# What to do
Return all of the data below verbatim and exclude every picture.

++++ Data for this exercise

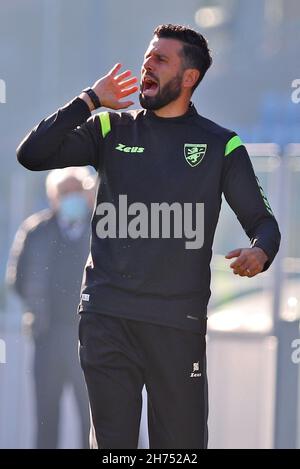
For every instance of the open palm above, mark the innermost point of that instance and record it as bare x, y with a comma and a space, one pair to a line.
113, 87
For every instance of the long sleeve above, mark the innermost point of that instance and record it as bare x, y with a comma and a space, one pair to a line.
66, 138
247, 199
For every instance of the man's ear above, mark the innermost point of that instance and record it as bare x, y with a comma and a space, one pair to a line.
190, 77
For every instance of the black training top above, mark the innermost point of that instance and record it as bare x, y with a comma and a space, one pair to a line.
148, 159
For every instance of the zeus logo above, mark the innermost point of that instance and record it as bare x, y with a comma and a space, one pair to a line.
296, 93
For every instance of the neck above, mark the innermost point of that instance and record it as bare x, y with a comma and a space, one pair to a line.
174, 109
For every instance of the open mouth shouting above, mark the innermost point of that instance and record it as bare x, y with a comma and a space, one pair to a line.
150, 86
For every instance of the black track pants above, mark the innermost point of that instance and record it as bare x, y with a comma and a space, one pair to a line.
118, 356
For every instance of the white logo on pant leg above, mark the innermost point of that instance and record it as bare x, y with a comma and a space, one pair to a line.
195, 368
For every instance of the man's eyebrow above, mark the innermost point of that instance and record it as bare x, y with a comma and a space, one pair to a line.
157, 54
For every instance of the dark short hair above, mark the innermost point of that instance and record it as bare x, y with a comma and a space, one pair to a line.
195, 51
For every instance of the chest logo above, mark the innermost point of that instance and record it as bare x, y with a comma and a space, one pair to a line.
194, 153
126, 149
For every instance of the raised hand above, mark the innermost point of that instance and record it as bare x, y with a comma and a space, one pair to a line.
113, 87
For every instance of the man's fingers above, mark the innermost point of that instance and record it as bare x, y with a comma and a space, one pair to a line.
128, 91
240, 263
126, 83
115, 69
122, 76
234, 253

++++++++

# Written answer
For every instance of the open palm above, mark the innermost point of that instance and record it as bare x, y with a comma and a space, one pair to a line.
113, 87
For every instance of the long sleeve above, mark the innermost point of that instance and record it as bare x, y with a comma and a space, one pair to a line.
66, 138
247, 199
For every instance of the man's ear above, mark the innermost point of that instance and record it as bare x, y with a comma and a space, one pair to a line.
190, 77
For every instance of the black training top above, mark the innermost point of that instance and record it as bare x, y with a comma and a space, one pair to a line.
148, 159
For every instance of the zeus logo above, mark the innermost point of that instance and record it as bare x, y with a comma and a space, one pair to a line.
296, 93
For every instance of the neck above, mark the innermost point of that instance and record it as bare x, y with a comma and a space, one pair to a line.
174, 109
For every instance of the open mouth shouting above, mark the innermost point of that instance and record it as bare x, y with a comma and a space, one pair to a line.
150, 86
For every instance of the black track pants above, mark the innermost point of that instance and record it as bare x, y with a comma and a space, one pair to a line.
118, 356
For every instance of the white logo on pant leg above, mark the innermost point of that instance and record it as bare x, y with a comma and a space, one pair to a line.
195, 368
For every instance of the man's eyebrow above, mark the innermost point of that instance and record it as bare x, y with a comma and a space, one pair to a line.
157, 54
For every instance of the dark short hair above, mark the innermost point of that instance and record it as bare x, y with a comma and a space, one pair to a line.
195, 51
For every instance of the chest logo above, mark the innermost point of that instance and record it as bare x, y with a comma and a space, one pair to a line.
194, 153
126, 149
For every instance of the raised hand above, mark the innermost point of that instance and record it as bare x, y with a comma and a space, one pair to a line.
113, 87
For every instance of the man's fingers above, mark the innermost point of that instance and record it as bare x, y with a comma and a space, one pair to a line.
128, 91
240, 263
126, 83
115, 69
122, 76
234, 253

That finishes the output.